THE INPUT
┌──

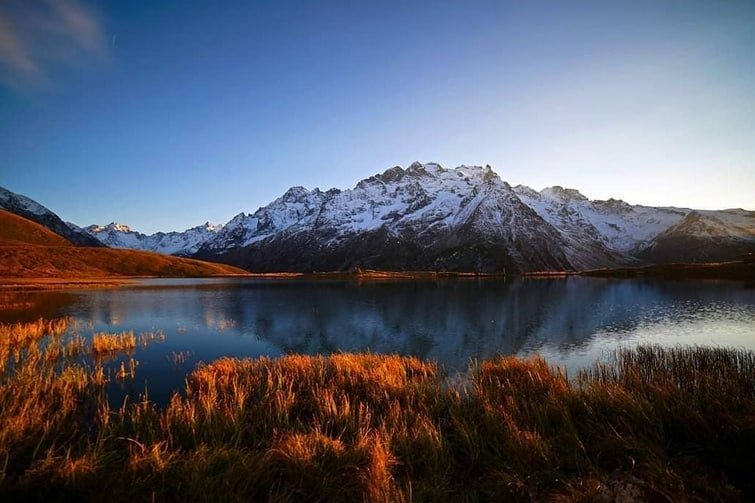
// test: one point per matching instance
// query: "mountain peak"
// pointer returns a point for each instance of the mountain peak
(564, 194)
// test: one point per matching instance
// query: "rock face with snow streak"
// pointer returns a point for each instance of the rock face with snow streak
(32, 210)
(466, 219)
(174, 243)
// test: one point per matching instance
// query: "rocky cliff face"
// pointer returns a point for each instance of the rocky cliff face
(467, 219)
(183, 243)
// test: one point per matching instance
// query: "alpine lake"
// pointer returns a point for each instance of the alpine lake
(571, 321)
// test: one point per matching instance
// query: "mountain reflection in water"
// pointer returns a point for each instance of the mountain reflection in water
(569, 320)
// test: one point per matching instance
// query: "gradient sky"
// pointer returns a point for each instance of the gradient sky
(162, 115)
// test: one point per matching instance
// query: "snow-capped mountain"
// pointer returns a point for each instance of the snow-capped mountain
(175, 243)
(428, 217)
(28, 208)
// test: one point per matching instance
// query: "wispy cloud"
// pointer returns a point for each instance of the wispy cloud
(38, 36)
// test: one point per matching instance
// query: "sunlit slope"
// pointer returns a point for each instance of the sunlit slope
(29, 250)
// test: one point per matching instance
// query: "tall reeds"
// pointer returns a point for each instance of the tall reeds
(660, 424)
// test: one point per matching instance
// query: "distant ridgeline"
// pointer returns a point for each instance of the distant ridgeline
(428, 218)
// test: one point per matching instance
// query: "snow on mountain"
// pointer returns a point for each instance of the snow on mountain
(430, 217)
(32, 210)
(175, 243)
(467, 218)
(426, 216)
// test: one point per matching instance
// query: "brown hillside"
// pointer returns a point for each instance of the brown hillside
(28, 250)
(18, 230)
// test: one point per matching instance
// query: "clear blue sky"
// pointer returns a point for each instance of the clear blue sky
(162, 115)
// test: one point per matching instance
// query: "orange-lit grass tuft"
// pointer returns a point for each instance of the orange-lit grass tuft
(657, 423)
(110, 343)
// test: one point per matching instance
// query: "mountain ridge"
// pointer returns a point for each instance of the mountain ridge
(427, 217)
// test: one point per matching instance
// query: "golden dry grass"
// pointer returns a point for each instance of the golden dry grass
(663, 424)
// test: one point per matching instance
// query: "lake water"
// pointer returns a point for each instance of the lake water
(571, 321)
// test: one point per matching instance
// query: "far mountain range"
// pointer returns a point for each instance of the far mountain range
(427, 217)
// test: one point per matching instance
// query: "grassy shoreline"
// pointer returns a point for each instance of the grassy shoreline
(740, 271)
(663, 424)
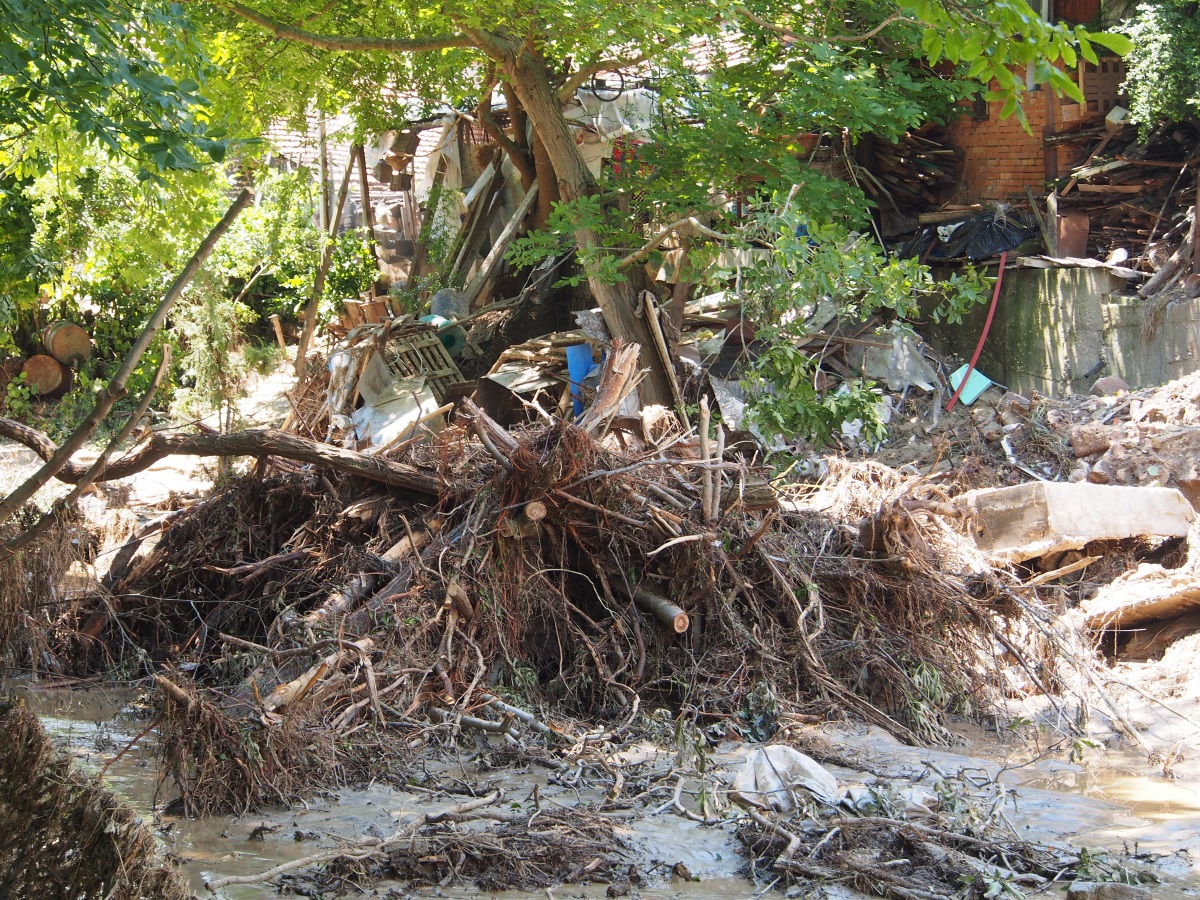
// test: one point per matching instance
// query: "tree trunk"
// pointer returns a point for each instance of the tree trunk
(259, 442)
(527, 76)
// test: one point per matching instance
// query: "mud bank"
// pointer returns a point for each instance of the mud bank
(1109, 802)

└──

ACTIVITY
Write the material out again exactly. Skip each picture.

RESULT OF THIS TASK
// test: one point per matching instance
// query: "mountain peak"
// pointer returns a point for each instance of the mountain peak
(564, 194)
// test: one point per matching instance
// query: "rock face with snow streak"
// pointer returns a point for each instance of the rock face with snow streak
(32, 210)
(466, 219)
(174, 243)
// test: one point per matching instance
// query: "rocky cliff face"
// pointer returns a point for each instance of the rocky cliff face
(467, 219)
(183, 243)
// test: one point per matching instance
// query: "alpine lake"
// pointer returns a point for each instance of the alpine lake
(571, 321)
// test: one point per matching instance
// query: "mountain reflection in water"
// pointer returns a point for each instance of the mountain reflection in water
(569, 320)
// test: one point per matching instance
// query: "gradient sky"
// pointer returns a point for each instance of the gradient sky
(162, 115)
// test: one point per matching instance
// query: "snow-capped mountain"
// pointer returns a point for each instance of the snow-capped mountain
(175, 243)
(428, 217)
(28, 208)
// test: one point per matching instance
// query: "wispy cloud"
// pointer returns a point for each instance of the wispy cloud
(38, 36)
// test: one point per matching instance
// query: "sunlit slope"
// pointer returns a point for each instance of the sunlit slope
(29, 250)
// test: one point per matching instance
// query: "tall reeds"
// pointer returns a point for each instance of the tall reeds
(660, 424)
// test: one point per matching instance
// query: "distant ridgeline"
// pointer returns a point for each instance of the distant ridgeline
(428, 218)
// test: one point per matching instance
// query: "snow on mountain"
// pointer returns a point for each instance of the snow on mountain
(430, 217)
(32, 210)
(175, 243)
(467, 218)
(426, 216)
// test: one point per matching instance
// query: "brown hillside"
// pointer returns a point for each instance of the brown hillside
(28, 250)
(18, 230)
// test: one point per matching instance
// query: "clear blue sky"
// pointer returns a point for each instance of the clear blue sky
(162, 115)
// test: one point per matching instance
// query: "orange-lit grass tuft"
// pointer returns a point for each instance of the orange-lit grass tuft
(657, 423)
(110, 343)
// test: one point per matching instance
// query: "mountain ridge"
// pointer returns a point for each instance of the mountain ridge
(427, 217)
// test: one point per matching instance
// query: "golden dry grass"
// pointer returns a point for each instance of the golden dry grass
(663, 424)
// test: one point per matching instance
// query: "lake water"
// pointer returns a point for each instance of the lake water
(571, 321)
// test: one point per matching instance
// query: "far mountain range"
// pointer returns a point for each instance of the far mountain range
(427, 217)
// test: one point per matching instance
// query: "grassy shoreline"
// pointer returns a point for each instance of the grassy shoreline
(740, 271)
(663, 424)
// test: one point per matching instance
// query: "tree trunk"
// pointer returns a point for each instance of the tree trunk
(259, 442)
(527, 76)
// test: one point per matching instance
// query: "mud bank"
// pointer returns a point for each instance of the mud bank
(1109, 802)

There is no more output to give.